* [Your assignment]
Every entry must be output exactly as it was written.

Natural-language object grounding data:
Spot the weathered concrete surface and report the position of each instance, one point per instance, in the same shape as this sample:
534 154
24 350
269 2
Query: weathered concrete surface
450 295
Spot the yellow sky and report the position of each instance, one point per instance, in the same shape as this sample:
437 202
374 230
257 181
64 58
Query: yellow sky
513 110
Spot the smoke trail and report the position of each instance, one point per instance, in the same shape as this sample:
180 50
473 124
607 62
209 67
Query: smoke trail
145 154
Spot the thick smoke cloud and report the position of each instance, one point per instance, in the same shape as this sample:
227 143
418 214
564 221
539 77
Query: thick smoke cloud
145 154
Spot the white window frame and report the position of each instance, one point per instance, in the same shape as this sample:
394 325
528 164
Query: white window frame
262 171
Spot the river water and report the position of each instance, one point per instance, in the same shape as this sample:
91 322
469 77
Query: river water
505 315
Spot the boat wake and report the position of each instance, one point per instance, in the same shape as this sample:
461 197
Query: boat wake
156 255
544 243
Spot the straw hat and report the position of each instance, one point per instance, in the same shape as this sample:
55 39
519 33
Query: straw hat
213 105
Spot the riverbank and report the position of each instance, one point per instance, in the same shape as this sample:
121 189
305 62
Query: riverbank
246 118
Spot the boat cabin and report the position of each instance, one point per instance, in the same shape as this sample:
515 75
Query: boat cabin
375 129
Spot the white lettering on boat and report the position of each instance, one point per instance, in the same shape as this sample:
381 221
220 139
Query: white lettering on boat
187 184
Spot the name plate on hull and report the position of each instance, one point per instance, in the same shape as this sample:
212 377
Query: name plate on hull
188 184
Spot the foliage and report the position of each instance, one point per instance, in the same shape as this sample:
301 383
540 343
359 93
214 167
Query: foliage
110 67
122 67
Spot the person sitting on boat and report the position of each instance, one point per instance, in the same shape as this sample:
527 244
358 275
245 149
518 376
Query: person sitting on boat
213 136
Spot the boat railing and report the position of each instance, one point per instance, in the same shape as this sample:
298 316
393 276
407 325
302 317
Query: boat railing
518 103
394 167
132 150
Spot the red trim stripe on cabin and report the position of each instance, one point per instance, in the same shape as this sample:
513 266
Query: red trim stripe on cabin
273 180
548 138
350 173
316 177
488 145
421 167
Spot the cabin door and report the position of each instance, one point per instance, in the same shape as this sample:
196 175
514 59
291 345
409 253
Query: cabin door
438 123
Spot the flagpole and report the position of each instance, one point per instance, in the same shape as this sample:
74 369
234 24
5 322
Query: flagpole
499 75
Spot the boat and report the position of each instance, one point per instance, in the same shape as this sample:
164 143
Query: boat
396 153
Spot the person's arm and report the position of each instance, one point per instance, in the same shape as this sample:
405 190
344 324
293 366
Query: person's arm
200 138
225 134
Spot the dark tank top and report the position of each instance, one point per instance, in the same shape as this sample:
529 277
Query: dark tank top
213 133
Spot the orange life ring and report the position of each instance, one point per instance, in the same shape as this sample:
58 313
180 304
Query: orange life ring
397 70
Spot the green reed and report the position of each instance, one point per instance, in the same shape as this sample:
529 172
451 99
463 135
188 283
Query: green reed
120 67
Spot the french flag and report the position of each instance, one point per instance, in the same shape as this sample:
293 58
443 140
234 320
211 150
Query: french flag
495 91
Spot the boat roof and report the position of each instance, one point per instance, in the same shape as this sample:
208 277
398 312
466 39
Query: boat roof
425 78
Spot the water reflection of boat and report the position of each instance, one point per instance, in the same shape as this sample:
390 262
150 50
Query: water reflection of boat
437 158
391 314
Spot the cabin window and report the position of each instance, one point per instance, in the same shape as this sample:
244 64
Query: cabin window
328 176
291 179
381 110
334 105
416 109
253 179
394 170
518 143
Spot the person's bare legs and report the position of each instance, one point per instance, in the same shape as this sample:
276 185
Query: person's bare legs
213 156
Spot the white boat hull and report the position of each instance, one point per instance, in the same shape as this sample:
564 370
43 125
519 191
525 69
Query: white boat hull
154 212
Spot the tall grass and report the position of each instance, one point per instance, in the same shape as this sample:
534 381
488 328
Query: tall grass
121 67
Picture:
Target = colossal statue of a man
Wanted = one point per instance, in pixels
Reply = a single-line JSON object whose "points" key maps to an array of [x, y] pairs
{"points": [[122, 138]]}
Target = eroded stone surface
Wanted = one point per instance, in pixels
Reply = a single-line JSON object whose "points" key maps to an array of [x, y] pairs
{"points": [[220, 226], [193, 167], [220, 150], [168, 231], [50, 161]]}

* [Solution for this exercise]
Spot the weathered concrete surface and report the position of each instance, one point per instance, in the same shape as this sample:
534 154
24 350
269 2
Query: weathered concrete surface
450 295
Spot the yellow sky and report the position of each instance, one point per instance, in the same shape as this sample:
437 202
374 230
257 181
64 58
Query: yellow sky
513 110
Spot the smoke trail and report the position of each instance, one point per instance, in the same shape as this sample:
180 50
473 124
607 62
209 67
Query: smoke trail
145 154
Spot the thick smoke cloud and report the position of each instance, one point per instance, in the same shape as this sample:
227 143
418 214
564 221
539 77
Query: thick smoke cloud
145 154
Spot the white window frame and report the position of each instance, one point per instance, in the same shape as this sample:
394 325
528 164
Query: white window frame
262 171
Spot the river water and report the position of each instance, one point per instance, in the same shape as this sample:
91 322
469 77
Query: river water
505 315
Spot the boat wake and report the position of each instance, one point per instance, in the same shape as this sample:
461 197
Query: boat wake
156 255
544 243
Spot the straw hat and report the position of each instance, one point per instance, in the same shape as this sample:
55 39
519 33
Query: straw hat
213 105
Spot the riverbank and report the position of each instance, one point per instance, in the same shape as this sample:
121 189
305 62
Query: riverbank
246 118
Spot the boat cabin and report the position of each instance, one point per instance, in the same shape as this sample:
515 75
Query: boat cabin
375 129
Spot the white lettering on boat and report the position of each instance, one point per instance, in the same shape as this sample:
381 221
220 139
Query: white lettering on boat
187 184
Spot the name plate on hull and report the position of each instance, one point per instance, in the same shape as this sample:
212 377
Query: name plate on hull
188 184
Spot the foliage and report the position of each instance, one point per instance, in the same shape as this sample:
301 383
540 343
359 93
214 167
Query: foliage
110 67
122 67
Spot the person sitting on boat and report the position of each instance, one point per instance, in the same shape as this sample:
527 244
358 275
245 149
518 376
Query: person sitting on boat
213 136
Spot the boat railing and report the position of each instance, one point per instance, in the same shape as this sample:
298 316
393 276
407 325
302 317
Query: boat railing
518 103
394 167
132 150
Spot the red trim stripe on cabin and report the position of each instance, one point per instance, in the same shape as this sample:
513 266
Query: red trim stripe on cabin
273 180
548 138
350 173
316 177
488 145
421 167
Spot the cabin door and report the position of each instance, one point per instance, in the same shape as this sample:
196 175
514 59
291 345
409 253
Query: cabin door
438 123
Spot the flagpole and report the position of each instance, one point per instance, in the same shape as this sample:
74 369
234 24
5 322
Query: flagpole
499 75
Spot the boat and report the position of each instance, one point per instance, in the same shape as this sample:
164 143
Query: boat
396 153
Spot the person's arm and report the position of each instance, one point per instance, in the same shape as this sample:
405 190
344 324
293 366
Query: person's arm
200 138
225 134
Spot the dark tank top and report the position of each instance, one point per instance, in the same shape as this sample:
529 277
Query: dark tank top
213 133
Spot the orange life ring and report the position of each instance, one point per instance, in the same shape as this sample:
58 313
180 304
Query: orange life ring
397 70
Spot the green reed and report the position of each instance, one point per instance, in the same shape as this sample:
529 172
451 99
463 135
188 283
Query: green reed
120 67
Spot the french flag and report the position of each instance, one point per instance, in the same shape as this sample:
293 58
443 140
234 320
211 150
Query: french flag
495 91
Spot the boat roof and report the position of each instance, one point per instance, in the same shape as this sample:
208 277
398 312
466 39
Query: boat roof
425 78
Spot the water reflection of boat and report the position of each instance, one point per instance, in the same shape as this sample:
390 262
150 50
Query: water reflection of boat
437 158
391 314
Spot the cabin window and report the position of each instance, one point per instance, in the same shape as this sample:
244 64
Query: cabin window
328 176
291 179
381 110
334 105
416 109
253 179
394 170
518 143
Spot the person's bare legs and report the position of each instance, one point per instance, in the same shape as this sample:
276 185
Query: person's bare legs
213 156
Spot the white boat hull and report the position of each instance, one point per instance, in the same shape as this sample:
564 370
43 125
519 191
525 69
Query: white boat hull
154 212
Spot the tall grass and report the position of each instance, one point per instance, in the same shape as this sample:
534 381
488 328
Query: tall grass
121 67
Picture:
Target = colossal statue of a man
Wanted = one point per instance, in pixels
Reply = a single-line JSON object whose "points" key maps to an array of [x, y] pairs
{"points": [[122, 138]]}
Target = eroded stone surface
Wanted = one point per instance, in pixels
Reply = a single-line JSON object whose "points" key maps to an array of [x, y] pairs
{"points": [[220, 226], [193, 167], [220, 150], [168, 231], [50, 161]]}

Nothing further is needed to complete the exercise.